** start Source excerpt **

Reputation: 31
is it a bug of numpy advanced indexing?
A weird result occured when dealing with numpy advanced indexing. Is it a bug or numpy's constraint?
>>> a = np.arange(9).reshape((3,3,))
>>> a[0,1] # OK
1
>>> a[[0,1]] # OK
array([[0, 1, 2],
[3, 4, 5]])
>>> a[[[0,1]]] # ? (the result is 2-dim instead of 3-dim. just as same as a[[0,1]]. )
array([[0, 1, 2],
[3, 4, 5]])
>>> a[[[[0,1]]]] # ?
array([[[0, 1, 2],
[3, 4, 5]]])
I also tried the following, It's OK.
>>> a[[[0,1]],] # OK
array([[[0, 1, 2],
[3, 4, 5]]])
Upvotes: 2
Views: 73
Answers (2)
Reputation: 2891
At case a[[[0,1]]] you're passing a 2d-list into the index of a np.array, which means it's equivalent to a[tuple([[0,1]])], which get further simplified into a[[0,1],]. This triggers advanced indexing, so the result is of shape (2,3) since you're literally stacking the 0-th and 1-th rows:
array([ [0, 1, 2], # 0-th row
[3, 4, 5] ]) # 1-th row
which has shape (2, 3).
On the other hand, a[[[[0,1]]]] you're passing a 3d-list [...]. And instead the result is equivalent to a[([[0,1]], )], i.e. the first component of the tuple is 2d. By advanced indexing(again), you're just "wrapping an extra layer of [] to the result" or "pretending the shape of the result with a 1,". This gives:
array([
[ # this is what you did: the extra layer
[0, 1, 2], # 0-th row
[3, 4, 5] # 1-th row
]
])
which has shape (1, 2, 3).
Upvotes: 0
Reputation: 231325
In a current version, 1.18:
In [13]: a[[[0,1]]]
/usr/local/bin/ipython3:1: FutureWarning: Using a non-tuple sequence
for multidimensional indexing is deprecated; use `arr[tuple(seq)]`
instead of `arr[seq]`. In the future this will be interpreted as an
array index, `arr[np.array(seq)]`, which will result either in an
error or a different result.

** end Source excerpt **
** start Data lines **

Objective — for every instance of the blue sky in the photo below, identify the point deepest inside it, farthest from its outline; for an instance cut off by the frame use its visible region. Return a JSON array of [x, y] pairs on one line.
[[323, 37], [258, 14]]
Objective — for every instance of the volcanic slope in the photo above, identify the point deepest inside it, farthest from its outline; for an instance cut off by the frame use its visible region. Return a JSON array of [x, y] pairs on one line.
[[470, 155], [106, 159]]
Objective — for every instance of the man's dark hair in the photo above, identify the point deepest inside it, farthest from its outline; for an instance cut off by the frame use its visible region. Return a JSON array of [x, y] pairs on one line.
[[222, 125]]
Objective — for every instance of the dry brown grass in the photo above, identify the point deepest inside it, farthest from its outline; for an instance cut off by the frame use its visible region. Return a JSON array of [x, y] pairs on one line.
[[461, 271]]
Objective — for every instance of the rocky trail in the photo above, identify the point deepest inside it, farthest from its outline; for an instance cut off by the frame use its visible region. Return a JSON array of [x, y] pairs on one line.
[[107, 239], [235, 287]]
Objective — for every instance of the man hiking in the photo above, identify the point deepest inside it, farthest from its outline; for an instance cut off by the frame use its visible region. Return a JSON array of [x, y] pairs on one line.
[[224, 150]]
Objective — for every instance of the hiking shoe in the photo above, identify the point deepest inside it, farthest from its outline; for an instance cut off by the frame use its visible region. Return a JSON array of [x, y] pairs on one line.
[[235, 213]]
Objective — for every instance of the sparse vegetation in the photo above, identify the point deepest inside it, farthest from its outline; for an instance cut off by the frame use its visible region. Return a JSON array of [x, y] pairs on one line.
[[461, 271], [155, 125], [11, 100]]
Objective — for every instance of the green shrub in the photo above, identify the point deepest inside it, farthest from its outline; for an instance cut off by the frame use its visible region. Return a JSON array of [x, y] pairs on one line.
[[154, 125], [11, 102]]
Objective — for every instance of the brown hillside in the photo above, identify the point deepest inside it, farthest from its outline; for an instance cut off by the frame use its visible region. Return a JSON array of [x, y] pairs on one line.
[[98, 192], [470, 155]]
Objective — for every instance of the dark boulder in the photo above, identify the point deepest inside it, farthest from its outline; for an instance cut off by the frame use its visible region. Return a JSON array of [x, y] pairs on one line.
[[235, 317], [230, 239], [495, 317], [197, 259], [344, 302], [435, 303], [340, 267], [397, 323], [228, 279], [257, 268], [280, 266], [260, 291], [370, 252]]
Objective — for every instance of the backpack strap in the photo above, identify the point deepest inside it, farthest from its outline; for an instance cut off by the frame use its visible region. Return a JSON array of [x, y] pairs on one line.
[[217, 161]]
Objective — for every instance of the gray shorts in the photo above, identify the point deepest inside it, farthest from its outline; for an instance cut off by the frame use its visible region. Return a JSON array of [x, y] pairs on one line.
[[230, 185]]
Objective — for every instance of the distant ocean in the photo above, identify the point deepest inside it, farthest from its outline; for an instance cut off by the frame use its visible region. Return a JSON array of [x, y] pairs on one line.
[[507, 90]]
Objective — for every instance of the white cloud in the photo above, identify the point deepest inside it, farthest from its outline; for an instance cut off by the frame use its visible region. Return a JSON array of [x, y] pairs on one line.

** end Data lines **

Could you edit the part of the numpy indexing thread that opens with the words "Reputation: 2891" and closes with "shape (1, 2, 3).", changing each "extra layer" to "additional layer"?

Reputation: 2891
At case a[[[0,1]]] you're passing a 2d-list into the index of a np.array, which means it's equivalent to a[tuple([[0,1]])], which get further simplified into a[[0,1],]. This triggers advanced indexing, so the result is of shape (2,3) since you're literally stacking the 0-th and 1-th rows:
array([ [0, 1, 2], # 0-th row
[3, 4, 5] ]) # 1-th row
which has shape (2, 3).
On the other hand, a[[[[0,1]]]] you're passing a 3d-list [...]. And instead the result is equivalent to a[([[0,1]], )], i.e. the first component of the tuple is 2d. By advanced indexing(again), you're just "wrapping an additional layer of [] to the result" or "pretending the shape of the result with a 1,". This gives:
array([
[ # this is what you did: the additional layer
[0, 1, 2], # 0-th row
[3, 4, 5] # 1-th row
]
])
which has shape (1, 2, 3).